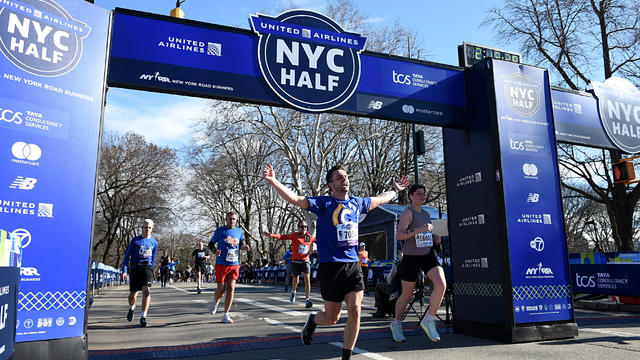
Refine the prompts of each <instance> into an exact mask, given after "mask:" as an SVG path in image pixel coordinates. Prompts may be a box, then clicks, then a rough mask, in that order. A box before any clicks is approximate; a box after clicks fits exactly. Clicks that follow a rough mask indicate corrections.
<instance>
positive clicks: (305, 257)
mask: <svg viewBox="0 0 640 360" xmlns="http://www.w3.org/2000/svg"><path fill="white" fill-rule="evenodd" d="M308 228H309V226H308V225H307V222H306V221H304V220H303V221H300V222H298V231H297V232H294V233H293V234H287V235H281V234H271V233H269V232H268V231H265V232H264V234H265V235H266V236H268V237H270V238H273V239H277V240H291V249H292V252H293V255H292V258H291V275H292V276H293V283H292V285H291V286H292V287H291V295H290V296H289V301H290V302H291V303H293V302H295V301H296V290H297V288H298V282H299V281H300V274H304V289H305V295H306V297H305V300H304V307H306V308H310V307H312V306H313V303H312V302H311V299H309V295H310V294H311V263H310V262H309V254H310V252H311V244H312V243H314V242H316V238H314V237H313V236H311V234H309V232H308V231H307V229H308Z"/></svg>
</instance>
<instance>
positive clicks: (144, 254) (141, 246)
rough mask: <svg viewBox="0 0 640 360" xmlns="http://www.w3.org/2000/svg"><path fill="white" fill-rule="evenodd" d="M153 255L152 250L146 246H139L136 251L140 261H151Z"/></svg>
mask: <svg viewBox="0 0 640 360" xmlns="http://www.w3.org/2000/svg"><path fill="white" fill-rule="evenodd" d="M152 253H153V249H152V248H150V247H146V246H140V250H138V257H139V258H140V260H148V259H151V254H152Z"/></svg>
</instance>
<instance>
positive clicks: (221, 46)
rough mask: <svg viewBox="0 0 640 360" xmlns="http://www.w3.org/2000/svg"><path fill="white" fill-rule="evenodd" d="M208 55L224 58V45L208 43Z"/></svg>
* * *
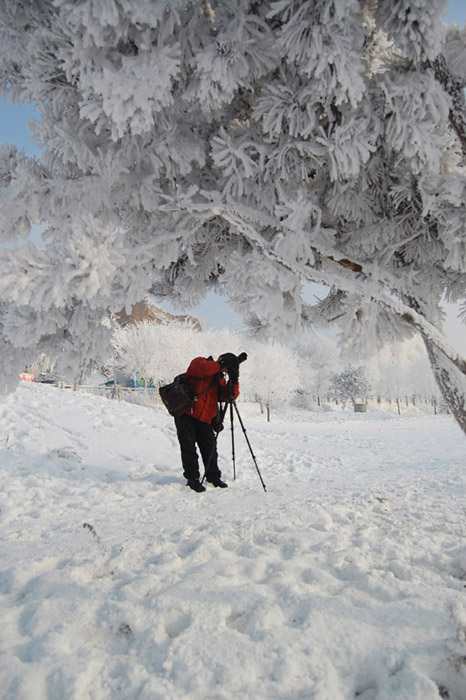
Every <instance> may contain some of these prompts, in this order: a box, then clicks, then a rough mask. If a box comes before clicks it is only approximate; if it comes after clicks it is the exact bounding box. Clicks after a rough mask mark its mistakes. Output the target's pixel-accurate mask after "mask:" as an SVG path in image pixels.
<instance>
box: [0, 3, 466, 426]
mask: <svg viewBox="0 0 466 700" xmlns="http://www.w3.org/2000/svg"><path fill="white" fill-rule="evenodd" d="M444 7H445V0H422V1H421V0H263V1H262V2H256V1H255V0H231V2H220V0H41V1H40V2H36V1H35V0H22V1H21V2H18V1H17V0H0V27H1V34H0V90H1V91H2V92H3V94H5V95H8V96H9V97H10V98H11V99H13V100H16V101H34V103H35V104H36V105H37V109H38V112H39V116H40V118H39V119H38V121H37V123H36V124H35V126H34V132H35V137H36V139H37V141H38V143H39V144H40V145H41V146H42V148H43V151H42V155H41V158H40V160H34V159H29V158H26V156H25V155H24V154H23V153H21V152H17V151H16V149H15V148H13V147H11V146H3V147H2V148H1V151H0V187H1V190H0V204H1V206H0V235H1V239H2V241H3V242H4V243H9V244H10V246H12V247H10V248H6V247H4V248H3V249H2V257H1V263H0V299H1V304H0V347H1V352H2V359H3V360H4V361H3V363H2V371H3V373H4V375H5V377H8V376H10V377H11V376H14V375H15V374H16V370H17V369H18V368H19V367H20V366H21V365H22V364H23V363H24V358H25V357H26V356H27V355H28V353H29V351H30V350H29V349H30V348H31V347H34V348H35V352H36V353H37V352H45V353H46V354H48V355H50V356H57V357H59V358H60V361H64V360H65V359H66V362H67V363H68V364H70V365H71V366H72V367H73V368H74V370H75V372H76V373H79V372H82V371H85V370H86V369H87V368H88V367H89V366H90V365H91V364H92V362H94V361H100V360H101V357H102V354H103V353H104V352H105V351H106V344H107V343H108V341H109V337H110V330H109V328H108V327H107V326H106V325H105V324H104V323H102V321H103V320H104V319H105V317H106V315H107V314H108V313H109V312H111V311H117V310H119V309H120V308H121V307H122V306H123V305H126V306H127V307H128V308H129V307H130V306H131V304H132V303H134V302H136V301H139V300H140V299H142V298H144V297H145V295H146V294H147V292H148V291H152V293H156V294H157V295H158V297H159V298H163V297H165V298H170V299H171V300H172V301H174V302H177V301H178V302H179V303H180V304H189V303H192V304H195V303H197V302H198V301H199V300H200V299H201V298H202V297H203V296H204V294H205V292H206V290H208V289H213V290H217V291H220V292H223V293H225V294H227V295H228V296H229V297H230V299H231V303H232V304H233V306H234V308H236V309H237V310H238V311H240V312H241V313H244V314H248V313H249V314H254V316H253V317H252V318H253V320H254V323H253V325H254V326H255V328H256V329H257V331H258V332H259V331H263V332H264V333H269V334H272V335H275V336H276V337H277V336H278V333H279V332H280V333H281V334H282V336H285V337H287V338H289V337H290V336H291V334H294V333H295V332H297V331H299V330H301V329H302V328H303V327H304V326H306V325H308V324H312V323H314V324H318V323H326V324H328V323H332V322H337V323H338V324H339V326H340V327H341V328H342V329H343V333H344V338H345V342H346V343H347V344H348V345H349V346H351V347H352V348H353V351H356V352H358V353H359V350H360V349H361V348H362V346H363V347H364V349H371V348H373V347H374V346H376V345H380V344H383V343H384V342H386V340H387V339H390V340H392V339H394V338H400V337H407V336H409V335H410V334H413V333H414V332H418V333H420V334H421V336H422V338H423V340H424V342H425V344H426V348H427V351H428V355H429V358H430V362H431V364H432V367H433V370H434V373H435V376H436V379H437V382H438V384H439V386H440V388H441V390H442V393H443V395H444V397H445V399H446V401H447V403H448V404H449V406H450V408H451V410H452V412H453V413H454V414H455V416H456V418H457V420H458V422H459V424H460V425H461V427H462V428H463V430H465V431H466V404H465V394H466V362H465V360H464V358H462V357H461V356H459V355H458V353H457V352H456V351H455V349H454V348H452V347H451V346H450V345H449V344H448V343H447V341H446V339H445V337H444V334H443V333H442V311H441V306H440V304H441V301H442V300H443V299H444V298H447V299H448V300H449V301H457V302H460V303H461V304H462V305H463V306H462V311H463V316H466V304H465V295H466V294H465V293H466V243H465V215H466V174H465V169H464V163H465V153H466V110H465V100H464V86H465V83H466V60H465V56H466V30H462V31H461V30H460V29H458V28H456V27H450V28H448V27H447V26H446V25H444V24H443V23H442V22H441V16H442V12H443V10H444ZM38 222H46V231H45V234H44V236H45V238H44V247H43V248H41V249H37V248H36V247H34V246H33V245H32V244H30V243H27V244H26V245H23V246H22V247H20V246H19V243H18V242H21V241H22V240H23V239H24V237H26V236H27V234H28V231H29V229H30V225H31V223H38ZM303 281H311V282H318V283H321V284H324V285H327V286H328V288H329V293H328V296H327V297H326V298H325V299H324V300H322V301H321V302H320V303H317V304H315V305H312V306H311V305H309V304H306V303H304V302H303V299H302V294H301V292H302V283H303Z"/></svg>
* * *
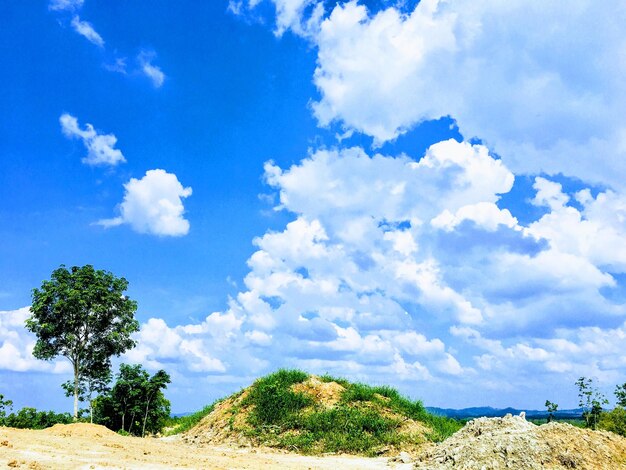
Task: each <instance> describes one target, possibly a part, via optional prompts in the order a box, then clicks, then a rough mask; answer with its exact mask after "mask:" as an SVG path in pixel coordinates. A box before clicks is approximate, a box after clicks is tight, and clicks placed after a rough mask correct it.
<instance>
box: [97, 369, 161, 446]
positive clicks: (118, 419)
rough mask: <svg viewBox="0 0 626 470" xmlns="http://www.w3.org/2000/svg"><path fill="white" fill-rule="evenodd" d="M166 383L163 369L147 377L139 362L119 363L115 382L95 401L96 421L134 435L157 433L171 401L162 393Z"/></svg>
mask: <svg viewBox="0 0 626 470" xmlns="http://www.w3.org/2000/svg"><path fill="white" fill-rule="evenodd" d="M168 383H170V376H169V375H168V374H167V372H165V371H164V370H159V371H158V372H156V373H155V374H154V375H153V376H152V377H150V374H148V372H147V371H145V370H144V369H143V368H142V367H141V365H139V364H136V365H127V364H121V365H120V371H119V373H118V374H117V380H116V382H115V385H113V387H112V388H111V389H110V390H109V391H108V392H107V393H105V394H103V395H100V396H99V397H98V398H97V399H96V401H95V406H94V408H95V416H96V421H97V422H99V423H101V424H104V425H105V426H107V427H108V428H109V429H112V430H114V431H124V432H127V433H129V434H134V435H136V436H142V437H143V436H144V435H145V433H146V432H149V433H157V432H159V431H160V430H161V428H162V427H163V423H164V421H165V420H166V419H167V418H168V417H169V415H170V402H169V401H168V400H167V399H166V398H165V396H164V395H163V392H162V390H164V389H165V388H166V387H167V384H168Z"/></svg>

Problem statement: From the entries above, extract only the lines running from the one containing "positive clicks: (305, 257)" through the one containing "positive clicks: (144, 254) (141, 246)", inclusive.

Result of this task:
positive clicks: (305, 257)
mask: <svg viewBox="0 0 640 360" xmlns="http://www.w3.org/2000/svg"><path fill="white" fill-rule="evenodd" d="M308 228H309V226H308V225H307V222H306V221H304V220H303V221H300V222H298V231H297V232H294V233H293V234H287V235H281V234H271V233H269V232H268V231H265V232H264V234H265V235H266V236H268V237H270V238H273V239H277V240H291V249H292V252H293V255H292V258H291V275H292V276H293V283H292V285H291V286H292V287H291V295H290V296H289V301H290V302H291V303H293V302H295V301H296V290H297V288H298V282H299V281H300V274H304V289H305V295H306V297H305V300H304V307H306V308H310V307H312V306H313V303H312V302H311V299H309V295H310V294H311V263H310V262H309V254H310V252H311V244H312V243H314V242H316V238H314V237H313V236H311V234H309V232H308V231H307V229H308Z"/></svg>
</instance>
<instance>
positive clicks: (144, 254) (141, 246)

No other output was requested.